begin
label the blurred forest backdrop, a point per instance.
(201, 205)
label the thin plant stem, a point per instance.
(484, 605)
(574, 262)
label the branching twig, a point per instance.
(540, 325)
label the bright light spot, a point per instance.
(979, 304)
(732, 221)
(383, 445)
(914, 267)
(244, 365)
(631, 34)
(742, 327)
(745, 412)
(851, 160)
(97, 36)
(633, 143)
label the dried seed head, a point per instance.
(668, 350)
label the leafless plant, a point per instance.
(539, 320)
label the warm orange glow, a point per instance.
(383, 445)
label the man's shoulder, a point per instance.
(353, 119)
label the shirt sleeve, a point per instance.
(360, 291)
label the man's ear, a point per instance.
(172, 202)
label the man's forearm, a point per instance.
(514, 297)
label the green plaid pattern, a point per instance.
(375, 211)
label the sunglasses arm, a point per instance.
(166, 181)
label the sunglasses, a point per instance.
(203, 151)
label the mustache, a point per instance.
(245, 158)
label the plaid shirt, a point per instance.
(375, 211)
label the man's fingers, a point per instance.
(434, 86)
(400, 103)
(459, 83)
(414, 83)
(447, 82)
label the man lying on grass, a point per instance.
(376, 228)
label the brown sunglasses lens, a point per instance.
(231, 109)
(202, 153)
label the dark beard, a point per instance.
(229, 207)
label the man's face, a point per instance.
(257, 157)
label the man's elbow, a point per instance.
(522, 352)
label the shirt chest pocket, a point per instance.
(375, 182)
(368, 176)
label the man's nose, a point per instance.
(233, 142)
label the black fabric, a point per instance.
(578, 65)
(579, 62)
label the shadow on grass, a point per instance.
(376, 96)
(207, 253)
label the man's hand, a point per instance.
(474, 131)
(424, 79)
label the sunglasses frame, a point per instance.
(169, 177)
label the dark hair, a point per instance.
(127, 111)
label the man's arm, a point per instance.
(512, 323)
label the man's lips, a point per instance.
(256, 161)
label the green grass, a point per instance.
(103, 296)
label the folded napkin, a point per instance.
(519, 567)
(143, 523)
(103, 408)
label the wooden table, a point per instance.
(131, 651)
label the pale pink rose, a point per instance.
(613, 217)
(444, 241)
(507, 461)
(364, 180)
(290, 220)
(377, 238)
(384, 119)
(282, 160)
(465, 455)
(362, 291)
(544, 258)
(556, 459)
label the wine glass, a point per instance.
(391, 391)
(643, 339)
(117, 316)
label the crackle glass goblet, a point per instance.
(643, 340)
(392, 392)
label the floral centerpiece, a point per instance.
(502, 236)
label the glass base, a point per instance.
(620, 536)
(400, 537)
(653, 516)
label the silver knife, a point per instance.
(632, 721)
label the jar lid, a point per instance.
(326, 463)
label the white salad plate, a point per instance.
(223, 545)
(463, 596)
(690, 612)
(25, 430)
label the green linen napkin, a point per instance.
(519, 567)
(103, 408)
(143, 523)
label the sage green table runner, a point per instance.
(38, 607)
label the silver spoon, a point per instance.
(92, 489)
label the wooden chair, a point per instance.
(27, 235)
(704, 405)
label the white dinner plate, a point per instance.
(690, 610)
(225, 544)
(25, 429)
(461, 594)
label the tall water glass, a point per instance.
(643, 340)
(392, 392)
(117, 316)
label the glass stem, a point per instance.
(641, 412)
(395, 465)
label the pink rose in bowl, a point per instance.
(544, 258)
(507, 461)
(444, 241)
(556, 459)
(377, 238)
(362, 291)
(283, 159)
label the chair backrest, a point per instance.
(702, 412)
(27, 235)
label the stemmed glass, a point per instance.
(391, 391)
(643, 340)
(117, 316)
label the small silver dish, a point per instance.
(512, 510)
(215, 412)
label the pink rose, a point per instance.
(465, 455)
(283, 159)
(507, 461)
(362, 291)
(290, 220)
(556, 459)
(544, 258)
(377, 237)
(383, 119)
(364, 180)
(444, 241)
end
Problem:
Reproduce all of the records above word for word, from the first line through the last, without altering anything.

Finished answer:
label the blurred forest backdrop, a point per instance.
(201, 205)
label the thin plant stem, a point per instance.
(484, 605)
(574, 262)
label the branching twig, a point per instance.
(540, 325)
label the bright light spot, a point per instance.
(979, 304)
(732, 221)
(383, 445)
(914, 267)
(244, 365)
(631, 34)
(742, 327)
(745, 412)
(851, 160)
(97, 36)
(633, 143)
label the dried seed head, a point per instance.
(668, 350)
label the leafless plant, a point per instance.
(539, 320)
label the warm orange glow, a point per instance.
(383, 445)
label the man's shoulder, a point per instance.
(353, 119)
label the shirt sleeve, a point per instance.
(360, 291)
label the man's ear, a point per instance.
(172, 202)
label the man's forearm, a point per instance.
(514, 297)
label the green plaid pattern, a point per instance.
(375, 211)
label the sunglasses arm, a point per instance.
(166, 181)
label the sunglasses, a point per instance.
(203, 151)
label the mustache, a point per instance.
(245, 158)
label the plaid shirt, a point per instance.
(375, 211)
label the man's fingers, a point per instance.
(434, 86)
(400, 103)
(459, 83)
(414, 83)
(447, 82)
label the man lying on grass, a point per instance.
(376, 228)
label the brown sunglasses lens, a point per instance.
(231, 109)
(202, 153)
label the dark beard, a point per instance.
(229, 207)
label the man's face, a point per instance.
(257, 157)
label the man's elbow, a point per instance.
(522, 352)
label the shirt chest pocket, a point per instance.
(375, 182)
(368, 176)
label the man's nose, a point per instance.
(233, 142)
label the black fabric, a point per instance.
(578, 65)
(579, 62)
label the shadow on grass, a point per instance.
(376, 96)
(207, 253)
label the man's hand, a point per instance.
(474, 131)
(424, 79)
label the sunglasses frame, a point per instance.
(169, 177)
label the dark hair, a point per instance.
(127, 111)
label the man's arm, a point per instance.
(512, 323)
label the man's lips, a point per instance.
(256, 161)
label the green grass, a point per instance.
(103, 296)
label the folded napkin, a point per instance.
(519, 567)
(143, 523)
(103, 408)
label the wooden table, a point per instance.
(131, 651)
label the pale pink rose, a point per instance.
(613, 217)
(444, 241)
(507, 461)
(364, 180)
(290, 220)
(377, 238)
(384, 119)
(282, 160)
(465, 455)
(362, 291)
(544, 258)
(556, 459)
label the wine glass, a point per instance.
(391, 391)
(643, 339)
(117, 316)
label the crackle glass goblet, a point per instance.
(643, 340)
(392, 392)
label the floral centerpiece, a point per instance.
(502, 236)
label the glass base, a point per instance.
(620, 536)
(400, 537)
(653, 516)
label the silver knife, a point per instance.
(632, 721)
label the jar lid, a point per instance.
(326, 463)
label the white salad plate, a point per instance.
(223, 545)
(463, 596)
(690, 612)
(25, 430)
label the green linen napkin, a point per instance.
(519, 567)
(103, 408)
(143, 523)
label the sage green table runner, a point per instance.
(38, 607)
label the silver spoon, a point per instance.
(92, 489)
label the wooden chair, a point per instance.
(27, 235)
(704, 405)
label the white dinner plate, a point per instance.
(690, 610)
(225, 544)
(25, 429)
(461, 594)
label the tall water glass, a point per instance.
(643, 340)
(392, 392)
(117, 316)
label the glass stem, a point per instance.
(641, 412)
(395, 465)
label the pink rose in bowl, a point per instance.
(544, 258)
(507, 461)
(444, 241)
(556, 459)
(377, 238)
(362, 291)
(283, 159)
label the chair backrest, a point per instance.
(702, 412)
(27, 235)
label the stemmed glass, a point per instance.
(391, 391)
(643, 340)
(117, 316)
label the small silver dish, a point per instance.
(512, 510)
(215, 412)
label the pink rose, a point per instance.
(465, 455)
(283, 159)
(507, 461)
(362, 291)
(290, 220)
(556, 459)
(544, 258)
(377, 237)
(383, 119)
(364, 180)
(444, 241)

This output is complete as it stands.